Records:
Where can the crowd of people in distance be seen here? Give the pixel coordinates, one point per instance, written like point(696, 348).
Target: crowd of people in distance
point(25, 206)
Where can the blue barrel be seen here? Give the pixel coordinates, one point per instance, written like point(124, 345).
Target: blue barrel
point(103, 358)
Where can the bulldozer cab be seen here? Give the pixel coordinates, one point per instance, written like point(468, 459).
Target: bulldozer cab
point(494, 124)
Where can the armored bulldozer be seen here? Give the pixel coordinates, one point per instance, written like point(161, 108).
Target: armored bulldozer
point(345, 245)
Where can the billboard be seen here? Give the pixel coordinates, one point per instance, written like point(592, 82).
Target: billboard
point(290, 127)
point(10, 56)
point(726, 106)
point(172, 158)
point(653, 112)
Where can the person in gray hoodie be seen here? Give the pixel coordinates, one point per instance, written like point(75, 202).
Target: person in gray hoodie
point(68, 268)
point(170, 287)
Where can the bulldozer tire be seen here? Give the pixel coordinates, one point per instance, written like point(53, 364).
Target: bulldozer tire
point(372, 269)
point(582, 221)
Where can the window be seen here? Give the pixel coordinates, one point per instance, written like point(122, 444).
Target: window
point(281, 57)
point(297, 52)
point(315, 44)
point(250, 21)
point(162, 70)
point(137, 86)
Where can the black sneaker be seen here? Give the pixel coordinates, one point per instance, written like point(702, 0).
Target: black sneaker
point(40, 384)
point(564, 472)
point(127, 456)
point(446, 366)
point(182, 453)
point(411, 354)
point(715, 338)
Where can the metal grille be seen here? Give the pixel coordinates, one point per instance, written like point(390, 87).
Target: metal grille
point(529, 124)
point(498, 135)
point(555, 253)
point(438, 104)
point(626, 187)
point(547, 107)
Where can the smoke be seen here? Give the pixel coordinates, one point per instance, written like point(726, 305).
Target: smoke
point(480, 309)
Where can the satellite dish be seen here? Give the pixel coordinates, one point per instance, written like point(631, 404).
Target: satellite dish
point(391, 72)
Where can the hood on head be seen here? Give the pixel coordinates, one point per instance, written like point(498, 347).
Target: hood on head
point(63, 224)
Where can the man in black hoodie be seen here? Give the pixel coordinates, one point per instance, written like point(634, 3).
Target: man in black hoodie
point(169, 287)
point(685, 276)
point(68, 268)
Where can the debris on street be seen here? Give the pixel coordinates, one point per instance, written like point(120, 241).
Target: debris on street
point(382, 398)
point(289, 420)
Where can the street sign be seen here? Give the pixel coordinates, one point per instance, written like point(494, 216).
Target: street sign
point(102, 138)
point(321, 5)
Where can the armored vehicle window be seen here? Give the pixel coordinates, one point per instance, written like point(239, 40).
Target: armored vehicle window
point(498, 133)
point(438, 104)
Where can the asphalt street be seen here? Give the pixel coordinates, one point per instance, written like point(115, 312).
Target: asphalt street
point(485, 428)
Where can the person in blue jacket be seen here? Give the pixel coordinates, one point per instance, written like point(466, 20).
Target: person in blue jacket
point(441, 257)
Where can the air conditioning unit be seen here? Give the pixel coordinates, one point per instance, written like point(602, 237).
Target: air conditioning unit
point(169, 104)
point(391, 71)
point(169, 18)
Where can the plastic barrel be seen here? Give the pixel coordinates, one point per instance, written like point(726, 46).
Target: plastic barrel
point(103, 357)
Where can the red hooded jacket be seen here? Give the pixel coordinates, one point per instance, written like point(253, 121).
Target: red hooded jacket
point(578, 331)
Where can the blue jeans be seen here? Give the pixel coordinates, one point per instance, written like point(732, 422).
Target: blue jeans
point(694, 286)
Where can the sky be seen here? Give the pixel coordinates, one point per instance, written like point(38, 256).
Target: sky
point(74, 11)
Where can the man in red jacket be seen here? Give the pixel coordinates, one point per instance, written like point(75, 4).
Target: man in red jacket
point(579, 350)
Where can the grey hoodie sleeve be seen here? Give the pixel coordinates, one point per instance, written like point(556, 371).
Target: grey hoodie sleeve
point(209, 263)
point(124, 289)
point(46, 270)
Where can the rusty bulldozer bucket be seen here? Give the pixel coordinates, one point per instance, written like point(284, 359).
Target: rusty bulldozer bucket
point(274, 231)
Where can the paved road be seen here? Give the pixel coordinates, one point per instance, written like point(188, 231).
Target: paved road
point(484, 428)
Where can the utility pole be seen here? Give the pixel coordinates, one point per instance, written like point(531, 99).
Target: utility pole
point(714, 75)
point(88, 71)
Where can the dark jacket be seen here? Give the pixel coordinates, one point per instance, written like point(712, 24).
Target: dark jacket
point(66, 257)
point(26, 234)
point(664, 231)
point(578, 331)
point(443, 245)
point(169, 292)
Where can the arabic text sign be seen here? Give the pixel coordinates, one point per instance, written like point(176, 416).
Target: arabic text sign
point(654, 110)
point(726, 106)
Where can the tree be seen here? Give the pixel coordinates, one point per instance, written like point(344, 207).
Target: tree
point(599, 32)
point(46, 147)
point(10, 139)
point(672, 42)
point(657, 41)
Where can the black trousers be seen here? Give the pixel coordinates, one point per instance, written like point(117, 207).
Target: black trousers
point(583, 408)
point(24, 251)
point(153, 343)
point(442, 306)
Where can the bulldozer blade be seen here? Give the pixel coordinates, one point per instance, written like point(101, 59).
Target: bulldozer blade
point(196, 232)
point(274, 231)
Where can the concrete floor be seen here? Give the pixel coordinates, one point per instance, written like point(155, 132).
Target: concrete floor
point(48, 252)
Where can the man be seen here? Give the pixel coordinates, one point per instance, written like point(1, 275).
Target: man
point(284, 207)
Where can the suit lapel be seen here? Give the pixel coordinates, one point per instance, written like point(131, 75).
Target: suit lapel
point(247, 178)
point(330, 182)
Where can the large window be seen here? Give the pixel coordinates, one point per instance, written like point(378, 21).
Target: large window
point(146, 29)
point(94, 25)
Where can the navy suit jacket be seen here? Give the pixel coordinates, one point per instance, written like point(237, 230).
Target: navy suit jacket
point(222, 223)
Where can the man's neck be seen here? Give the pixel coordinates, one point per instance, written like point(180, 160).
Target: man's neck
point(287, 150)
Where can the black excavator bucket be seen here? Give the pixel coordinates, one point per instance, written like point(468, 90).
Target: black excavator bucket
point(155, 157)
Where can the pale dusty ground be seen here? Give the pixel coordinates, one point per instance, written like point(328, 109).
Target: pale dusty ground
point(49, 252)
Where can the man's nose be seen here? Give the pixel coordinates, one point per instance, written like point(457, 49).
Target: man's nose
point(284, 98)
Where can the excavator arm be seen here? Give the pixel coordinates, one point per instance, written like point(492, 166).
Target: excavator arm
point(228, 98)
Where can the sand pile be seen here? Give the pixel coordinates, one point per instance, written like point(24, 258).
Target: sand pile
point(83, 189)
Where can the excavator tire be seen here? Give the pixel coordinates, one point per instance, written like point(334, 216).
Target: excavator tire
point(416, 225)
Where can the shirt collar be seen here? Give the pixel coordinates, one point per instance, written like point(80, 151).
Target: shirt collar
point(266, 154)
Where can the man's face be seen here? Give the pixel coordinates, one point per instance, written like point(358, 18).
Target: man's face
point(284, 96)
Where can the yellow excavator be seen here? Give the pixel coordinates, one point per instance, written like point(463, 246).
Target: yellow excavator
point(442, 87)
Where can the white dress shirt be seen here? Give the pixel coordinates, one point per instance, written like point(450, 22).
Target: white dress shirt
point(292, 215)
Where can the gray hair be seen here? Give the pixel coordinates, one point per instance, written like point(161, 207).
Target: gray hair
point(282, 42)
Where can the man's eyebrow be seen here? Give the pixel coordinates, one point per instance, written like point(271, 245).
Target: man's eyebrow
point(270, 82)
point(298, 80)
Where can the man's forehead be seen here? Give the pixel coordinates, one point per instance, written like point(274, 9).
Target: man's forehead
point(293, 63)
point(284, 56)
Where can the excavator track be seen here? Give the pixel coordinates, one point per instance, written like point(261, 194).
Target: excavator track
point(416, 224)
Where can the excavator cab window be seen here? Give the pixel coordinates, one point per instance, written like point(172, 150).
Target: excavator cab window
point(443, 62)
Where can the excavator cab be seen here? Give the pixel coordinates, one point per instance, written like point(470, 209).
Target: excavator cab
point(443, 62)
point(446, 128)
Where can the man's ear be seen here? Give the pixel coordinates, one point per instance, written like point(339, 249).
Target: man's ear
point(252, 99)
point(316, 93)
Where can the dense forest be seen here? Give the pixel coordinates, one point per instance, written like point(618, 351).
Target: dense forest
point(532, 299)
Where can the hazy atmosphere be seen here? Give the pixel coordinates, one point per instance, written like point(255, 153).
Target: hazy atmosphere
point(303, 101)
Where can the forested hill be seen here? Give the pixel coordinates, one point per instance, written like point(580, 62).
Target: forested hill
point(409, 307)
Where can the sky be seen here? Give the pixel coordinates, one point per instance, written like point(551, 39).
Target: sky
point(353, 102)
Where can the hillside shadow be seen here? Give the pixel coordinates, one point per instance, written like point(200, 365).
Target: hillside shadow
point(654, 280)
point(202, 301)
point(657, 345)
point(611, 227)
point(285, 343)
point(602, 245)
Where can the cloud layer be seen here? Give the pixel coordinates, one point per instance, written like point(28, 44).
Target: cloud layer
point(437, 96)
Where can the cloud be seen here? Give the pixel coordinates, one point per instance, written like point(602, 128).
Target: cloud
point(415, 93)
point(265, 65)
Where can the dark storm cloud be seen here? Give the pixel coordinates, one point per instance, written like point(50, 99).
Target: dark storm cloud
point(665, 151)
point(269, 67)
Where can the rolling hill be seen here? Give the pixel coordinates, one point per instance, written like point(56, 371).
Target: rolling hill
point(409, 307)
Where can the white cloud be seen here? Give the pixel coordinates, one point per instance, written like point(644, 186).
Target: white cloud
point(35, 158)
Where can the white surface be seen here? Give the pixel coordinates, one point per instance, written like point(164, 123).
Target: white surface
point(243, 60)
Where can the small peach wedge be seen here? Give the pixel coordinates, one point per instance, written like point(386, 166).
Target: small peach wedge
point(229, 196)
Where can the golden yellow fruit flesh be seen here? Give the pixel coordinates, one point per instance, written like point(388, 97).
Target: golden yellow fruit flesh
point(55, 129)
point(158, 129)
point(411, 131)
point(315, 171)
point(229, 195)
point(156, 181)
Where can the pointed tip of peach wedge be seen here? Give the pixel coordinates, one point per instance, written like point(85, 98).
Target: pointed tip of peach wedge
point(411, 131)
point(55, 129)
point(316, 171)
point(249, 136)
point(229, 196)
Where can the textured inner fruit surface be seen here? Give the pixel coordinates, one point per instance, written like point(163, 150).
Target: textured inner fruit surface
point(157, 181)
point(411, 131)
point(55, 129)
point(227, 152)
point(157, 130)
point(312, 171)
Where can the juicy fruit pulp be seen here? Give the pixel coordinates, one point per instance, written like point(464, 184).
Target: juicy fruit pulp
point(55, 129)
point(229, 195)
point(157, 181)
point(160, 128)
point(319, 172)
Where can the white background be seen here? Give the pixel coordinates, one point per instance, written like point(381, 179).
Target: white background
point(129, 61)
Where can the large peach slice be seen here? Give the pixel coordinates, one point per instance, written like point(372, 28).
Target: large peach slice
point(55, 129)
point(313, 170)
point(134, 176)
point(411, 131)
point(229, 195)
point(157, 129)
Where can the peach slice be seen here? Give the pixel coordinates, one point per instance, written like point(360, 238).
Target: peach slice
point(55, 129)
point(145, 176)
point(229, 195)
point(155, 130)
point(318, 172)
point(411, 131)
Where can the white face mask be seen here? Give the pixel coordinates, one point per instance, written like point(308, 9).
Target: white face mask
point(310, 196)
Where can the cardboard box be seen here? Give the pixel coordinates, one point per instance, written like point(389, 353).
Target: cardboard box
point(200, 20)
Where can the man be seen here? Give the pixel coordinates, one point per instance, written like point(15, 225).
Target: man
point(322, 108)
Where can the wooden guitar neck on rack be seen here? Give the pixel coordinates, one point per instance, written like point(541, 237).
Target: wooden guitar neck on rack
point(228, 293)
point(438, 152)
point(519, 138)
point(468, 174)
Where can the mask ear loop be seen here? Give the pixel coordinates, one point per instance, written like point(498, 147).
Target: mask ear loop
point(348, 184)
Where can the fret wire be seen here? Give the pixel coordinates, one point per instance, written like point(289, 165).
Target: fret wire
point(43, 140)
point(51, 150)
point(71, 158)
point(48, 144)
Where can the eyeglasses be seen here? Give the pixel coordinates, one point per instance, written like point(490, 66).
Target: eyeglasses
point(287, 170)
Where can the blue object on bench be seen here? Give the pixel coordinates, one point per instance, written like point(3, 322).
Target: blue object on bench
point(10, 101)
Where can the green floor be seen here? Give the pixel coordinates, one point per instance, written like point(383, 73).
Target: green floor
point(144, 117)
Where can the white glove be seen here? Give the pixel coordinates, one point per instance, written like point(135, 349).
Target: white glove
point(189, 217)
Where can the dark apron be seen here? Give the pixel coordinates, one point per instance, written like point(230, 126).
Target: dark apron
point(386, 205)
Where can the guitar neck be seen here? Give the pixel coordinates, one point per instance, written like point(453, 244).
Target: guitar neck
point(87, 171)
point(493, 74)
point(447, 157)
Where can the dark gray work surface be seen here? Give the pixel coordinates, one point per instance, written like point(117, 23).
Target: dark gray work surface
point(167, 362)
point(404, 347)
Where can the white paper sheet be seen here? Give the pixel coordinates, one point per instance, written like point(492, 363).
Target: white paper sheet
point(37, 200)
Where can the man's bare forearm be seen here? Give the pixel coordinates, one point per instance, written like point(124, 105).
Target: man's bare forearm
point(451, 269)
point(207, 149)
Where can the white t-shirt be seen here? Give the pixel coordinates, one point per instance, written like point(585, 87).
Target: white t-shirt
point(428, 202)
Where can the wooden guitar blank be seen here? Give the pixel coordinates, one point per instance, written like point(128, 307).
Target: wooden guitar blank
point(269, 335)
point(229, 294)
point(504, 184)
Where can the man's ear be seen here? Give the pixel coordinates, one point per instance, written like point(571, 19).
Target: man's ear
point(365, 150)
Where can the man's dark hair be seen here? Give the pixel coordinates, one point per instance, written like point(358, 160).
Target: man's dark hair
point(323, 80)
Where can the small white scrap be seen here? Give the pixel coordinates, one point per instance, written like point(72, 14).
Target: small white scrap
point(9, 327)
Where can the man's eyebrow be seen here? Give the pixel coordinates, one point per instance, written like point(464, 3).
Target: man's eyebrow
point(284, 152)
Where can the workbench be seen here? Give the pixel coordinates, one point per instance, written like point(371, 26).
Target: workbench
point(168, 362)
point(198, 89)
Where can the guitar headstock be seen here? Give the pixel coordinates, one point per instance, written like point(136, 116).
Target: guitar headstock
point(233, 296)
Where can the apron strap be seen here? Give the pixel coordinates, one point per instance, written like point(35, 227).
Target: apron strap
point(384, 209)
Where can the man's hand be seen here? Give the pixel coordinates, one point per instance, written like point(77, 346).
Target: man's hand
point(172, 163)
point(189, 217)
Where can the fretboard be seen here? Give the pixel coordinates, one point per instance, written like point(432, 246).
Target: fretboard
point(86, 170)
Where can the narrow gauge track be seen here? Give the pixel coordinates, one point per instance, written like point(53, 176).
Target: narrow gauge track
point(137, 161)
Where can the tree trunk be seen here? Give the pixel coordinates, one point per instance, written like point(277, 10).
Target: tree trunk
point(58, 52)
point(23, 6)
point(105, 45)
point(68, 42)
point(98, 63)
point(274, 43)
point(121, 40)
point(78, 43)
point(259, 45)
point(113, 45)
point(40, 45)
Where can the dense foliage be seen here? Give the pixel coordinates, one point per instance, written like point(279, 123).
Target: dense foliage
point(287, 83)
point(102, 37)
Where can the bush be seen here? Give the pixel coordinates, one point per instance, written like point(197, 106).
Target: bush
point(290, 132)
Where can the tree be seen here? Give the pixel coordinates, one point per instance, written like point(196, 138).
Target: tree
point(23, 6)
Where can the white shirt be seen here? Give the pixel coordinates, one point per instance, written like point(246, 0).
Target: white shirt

Exercise aim:
Repeat each line of the data above, exactly as it appears, from the first through the line that contains "Where can the billboard".

Answer section:
Where can the crowd of people in distance be seen here? Give the pixel coordinates, one point per instance, written like point(696, 348).
Target: crowd of people in distance
point(25, 206)
Where can the blue barrel be seen here? Give the pixel coordinates, one point per instance, written like point(124, 345).
Target: blue barrel
point(103, 358)
Where can the bulldozer cab be seen here? Give the pixel coordinates, one point per instance, written like point(468, 459).
Target: bulldozer cab
point(494, 124)
Where can the armored bulldozer be seen here? Give the pixel coordinates, one point per instance, written like point(161, 108).
Target: armored bulldozer
point(345, 245)
Where can the billboard be seen here? Give the pixel coordinates, one point per instance, written like point(592, 82).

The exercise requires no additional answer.